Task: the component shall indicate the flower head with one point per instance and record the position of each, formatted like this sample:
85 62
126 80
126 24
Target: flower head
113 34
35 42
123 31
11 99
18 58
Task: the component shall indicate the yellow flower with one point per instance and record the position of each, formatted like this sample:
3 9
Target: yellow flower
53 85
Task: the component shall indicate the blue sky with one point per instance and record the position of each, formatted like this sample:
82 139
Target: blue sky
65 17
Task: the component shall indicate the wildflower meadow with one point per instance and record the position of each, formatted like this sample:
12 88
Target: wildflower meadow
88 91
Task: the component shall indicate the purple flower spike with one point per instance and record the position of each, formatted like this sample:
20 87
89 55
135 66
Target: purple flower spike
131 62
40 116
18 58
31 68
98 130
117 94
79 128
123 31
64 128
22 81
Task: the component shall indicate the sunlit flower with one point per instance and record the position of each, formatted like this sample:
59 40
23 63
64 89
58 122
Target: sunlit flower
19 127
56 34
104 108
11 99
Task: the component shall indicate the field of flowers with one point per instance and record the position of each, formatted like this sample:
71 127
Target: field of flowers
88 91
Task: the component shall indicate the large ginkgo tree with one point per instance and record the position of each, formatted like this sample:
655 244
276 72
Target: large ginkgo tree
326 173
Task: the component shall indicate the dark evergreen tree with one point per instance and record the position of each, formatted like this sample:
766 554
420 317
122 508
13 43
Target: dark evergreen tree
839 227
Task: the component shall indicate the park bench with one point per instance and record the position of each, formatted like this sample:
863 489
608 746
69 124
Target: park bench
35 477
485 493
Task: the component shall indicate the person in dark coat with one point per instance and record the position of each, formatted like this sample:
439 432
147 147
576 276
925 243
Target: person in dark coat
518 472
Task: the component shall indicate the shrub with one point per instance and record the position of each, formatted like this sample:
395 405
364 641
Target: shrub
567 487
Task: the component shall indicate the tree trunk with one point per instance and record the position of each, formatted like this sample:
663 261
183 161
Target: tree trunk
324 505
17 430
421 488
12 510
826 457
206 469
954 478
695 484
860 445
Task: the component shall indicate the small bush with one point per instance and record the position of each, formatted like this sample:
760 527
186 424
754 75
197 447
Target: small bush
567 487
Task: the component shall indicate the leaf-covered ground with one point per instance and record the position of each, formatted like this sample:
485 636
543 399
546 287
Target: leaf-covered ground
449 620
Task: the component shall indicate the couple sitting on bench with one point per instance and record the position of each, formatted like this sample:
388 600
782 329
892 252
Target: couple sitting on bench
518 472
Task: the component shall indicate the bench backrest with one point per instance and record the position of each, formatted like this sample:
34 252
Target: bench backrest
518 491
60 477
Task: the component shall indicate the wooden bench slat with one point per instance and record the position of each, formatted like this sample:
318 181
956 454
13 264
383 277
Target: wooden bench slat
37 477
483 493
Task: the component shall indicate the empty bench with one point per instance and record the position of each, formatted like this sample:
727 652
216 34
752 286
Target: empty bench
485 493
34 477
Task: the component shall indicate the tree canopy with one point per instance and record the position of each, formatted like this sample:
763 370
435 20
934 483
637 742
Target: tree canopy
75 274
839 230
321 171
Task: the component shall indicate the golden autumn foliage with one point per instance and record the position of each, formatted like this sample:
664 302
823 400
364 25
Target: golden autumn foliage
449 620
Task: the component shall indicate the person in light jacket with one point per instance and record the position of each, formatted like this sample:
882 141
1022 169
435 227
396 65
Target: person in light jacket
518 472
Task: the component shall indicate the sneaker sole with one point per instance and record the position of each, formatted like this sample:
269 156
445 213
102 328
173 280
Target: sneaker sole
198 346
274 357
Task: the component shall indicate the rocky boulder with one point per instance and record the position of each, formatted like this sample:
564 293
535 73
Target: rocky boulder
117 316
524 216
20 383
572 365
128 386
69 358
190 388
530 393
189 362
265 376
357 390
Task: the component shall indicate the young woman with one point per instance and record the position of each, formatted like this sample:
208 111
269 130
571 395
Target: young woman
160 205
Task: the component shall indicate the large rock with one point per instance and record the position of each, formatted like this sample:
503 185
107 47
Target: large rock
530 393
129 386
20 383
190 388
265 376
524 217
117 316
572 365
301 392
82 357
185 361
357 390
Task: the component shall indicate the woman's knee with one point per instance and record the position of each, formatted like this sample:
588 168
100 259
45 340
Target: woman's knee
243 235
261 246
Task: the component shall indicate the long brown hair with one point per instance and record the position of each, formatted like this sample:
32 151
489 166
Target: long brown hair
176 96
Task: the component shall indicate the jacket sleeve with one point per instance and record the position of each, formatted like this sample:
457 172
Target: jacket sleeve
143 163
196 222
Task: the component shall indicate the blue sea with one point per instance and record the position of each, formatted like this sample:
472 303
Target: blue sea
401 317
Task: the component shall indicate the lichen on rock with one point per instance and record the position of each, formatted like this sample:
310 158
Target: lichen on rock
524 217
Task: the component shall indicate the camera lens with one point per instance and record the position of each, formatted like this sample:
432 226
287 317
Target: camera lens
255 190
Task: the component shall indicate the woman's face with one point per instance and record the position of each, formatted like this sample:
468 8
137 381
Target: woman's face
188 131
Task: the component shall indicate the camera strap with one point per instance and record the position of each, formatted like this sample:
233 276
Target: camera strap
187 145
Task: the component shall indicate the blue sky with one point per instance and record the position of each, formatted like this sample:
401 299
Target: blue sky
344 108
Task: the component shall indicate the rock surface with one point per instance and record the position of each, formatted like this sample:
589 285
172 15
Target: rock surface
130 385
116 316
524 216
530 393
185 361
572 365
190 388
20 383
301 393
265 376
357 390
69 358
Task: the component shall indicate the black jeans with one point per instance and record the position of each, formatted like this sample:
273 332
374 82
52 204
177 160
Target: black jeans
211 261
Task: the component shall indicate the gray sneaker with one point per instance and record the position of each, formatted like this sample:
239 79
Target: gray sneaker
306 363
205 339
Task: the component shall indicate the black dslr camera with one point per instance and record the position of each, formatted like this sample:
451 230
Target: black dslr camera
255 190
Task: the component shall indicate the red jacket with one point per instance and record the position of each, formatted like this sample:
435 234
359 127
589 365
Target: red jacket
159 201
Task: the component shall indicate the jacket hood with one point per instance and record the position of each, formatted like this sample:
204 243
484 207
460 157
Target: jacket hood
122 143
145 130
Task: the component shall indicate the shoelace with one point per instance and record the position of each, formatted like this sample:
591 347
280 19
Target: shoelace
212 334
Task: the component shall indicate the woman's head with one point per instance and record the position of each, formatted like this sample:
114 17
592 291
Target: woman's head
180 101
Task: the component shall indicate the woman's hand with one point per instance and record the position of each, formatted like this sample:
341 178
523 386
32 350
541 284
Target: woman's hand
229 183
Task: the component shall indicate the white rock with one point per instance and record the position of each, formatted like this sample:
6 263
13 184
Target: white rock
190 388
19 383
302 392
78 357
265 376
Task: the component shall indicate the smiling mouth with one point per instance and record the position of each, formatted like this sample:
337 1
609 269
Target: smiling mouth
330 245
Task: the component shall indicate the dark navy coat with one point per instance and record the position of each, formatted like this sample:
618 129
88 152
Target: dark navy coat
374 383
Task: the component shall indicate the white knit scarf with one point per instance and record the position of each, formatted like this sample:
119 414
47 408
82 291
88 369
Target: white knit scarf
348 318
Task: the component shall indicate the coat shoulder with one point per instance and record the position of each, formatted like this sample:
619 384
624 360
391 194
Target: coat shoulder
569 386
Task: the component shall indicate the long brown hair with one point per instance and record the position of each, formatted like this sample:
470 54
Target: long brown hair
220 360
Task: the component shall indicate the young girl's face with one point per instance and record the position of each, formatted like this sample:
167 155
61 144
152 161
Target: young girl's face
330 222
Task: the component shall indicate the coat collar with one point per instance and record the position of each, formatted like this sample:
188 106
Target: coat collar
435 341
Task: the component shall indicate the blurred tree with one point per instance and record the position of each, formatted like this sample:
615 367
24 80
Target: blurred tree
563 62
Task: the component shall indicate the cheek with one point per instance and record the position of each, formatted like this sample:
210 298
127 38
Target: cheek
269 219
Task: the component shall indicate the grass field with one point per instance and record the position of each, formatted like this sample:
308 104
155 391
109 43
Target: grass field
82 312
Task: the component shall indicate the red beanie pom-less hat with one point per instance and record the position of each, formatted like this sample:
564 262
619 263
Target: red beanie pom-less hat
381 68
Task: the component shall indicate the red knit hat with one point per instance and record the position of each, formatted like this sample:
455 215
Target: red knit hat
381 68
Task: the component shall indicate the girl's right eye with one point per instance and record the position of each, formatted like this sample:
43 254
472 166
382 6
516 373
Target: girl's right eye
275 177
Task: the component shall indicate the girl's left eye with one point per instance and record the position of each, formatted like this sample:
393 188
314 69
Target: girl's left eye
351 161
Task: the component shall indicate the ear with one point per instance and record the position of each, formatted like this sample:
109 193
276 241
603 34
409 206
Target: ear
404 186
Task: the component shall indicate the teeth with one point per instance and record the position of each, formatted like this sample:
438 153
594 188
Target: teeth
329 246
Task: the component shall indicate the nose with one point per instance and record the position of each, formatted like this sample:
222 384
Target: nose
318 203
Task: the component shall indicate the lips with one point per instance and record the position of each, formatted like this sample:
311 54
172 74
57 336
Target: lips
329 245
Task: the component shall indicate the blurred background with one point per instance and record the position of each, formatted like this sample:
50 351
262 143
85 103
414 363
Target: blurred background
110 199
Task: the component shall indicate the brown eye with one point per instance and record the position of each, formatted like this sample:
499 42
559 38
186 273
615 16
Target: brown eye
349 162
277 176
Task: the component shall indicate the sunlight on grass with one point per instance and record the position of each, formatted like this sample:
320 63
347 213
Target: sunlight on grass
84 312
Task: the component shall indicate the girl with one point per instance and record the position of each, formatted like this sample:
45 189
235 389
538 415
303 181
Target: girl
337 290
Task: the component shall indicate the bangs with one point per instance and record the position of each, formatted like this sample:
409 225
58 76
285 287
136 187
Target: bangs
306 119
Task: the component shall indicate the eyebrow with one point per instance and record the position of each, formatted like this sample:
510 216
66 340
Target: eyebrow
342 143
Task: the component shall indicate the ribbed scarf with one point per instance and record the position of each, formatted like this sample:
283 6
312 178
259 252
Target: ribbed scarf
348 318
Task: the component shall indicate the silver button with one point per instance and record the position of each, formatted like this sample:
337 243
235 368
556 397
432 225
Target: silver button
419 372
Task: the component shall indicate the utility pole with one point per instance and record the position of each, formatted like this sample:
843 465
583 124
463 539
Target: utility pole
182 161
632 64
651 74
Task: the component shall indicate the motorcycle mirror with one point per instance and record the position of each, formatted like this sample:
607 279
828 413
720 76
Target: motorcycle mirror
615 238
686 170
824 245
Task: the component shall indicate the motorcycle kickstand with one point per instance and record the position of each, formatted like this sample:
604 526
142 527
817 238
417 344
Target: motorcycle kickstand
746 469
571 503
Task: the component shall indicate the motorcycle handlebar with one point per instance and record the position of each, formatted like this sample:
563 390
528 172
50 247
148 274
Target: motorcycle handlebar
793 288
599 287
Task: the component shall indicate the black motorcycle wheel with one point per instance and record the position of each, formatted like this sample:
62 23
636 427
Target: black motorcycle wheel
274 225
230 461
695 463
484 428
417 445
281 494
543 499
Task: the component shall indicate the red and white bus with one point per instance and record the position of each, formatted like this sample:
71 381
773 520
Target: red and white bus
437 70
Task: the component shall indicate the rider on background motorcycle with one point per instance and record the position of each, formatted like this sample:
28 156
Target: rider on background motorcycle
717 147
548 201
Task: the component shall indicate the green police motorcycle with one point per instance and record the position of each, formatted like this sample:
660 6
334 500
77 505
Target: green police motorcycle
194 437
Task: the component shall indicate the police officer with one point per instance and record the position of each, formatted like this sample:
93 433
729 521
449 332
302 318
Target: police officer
========================================
What you need to do
Can you lay out the data above as a numbered list, beginning at the line that contains "Task: the component shall indicate the motorcycle mirror" and continuing through the last line of the data, with any blank lines left out?

Correct answer
1. Task: the component shall indicate the motorcycle mirror with one point per instance and record the position of each, formatted like this sample:
2. 607 279
3. 828 413
4. 720 76
5. Target: motorcycle mirror
6. 615 238
7. 686 170
8. 824 245
9. Task: the component shall indicate the motorcycle kickstand with one point per instance and record the position of each, formatted like this sample:
10. 604 526
11. 142 527
12. 817 238
13. 417 344
14. Target: motorcycle kickstand
15. 746 469
16. 571 503
17. Task: the component shall indicate the motorcycle handlebar with one point per instance and record the position of each, formatted like this sample:
18. 563 390
19. 528 172
20. 50 247
21. 148 274
22. Target: motorcycle handlebar
23. 793 288
24. 599 287
25. Task: the component shall indicate the black motorcycle wheel with one point per instance and record the position of each, formatted like this sample:
26. 62 23
27. 636 427
28. Target: black motorcycle wheel
29. 274 225
30. 230 461
31. 695 463
32. 484 428
33. 417 445
34. 281 494
35. 543 499
36. Task: the component shall indicate the red and white bus with one point per instance and record the position of each, formatted like this sample:
37. 71 381
38. 773 520
39. Target: red and white bus
40. 437 70
41. Task: the component shall indicate the rider on background motorcycle with one point per instance and record the position of each, formatted like this sample:
42. 28 156
43. Target: rider on background motorcycle
44. 717 147
45. 548 201
46. Task: the component shall indicate the green police motorcycle with one point per instance and record the position of each, formatted like this sample:
47. 660 6
48. 334 500
49. 77 505
50. Target: green police motorcycle
51. 194 437
52. Task: the component shall indicate the police officer with one point per instance and record the position of each, formatted like this sample:
53. 93 433
54. 729 521
55. 449 332
56. 302 318
57. Target: police officer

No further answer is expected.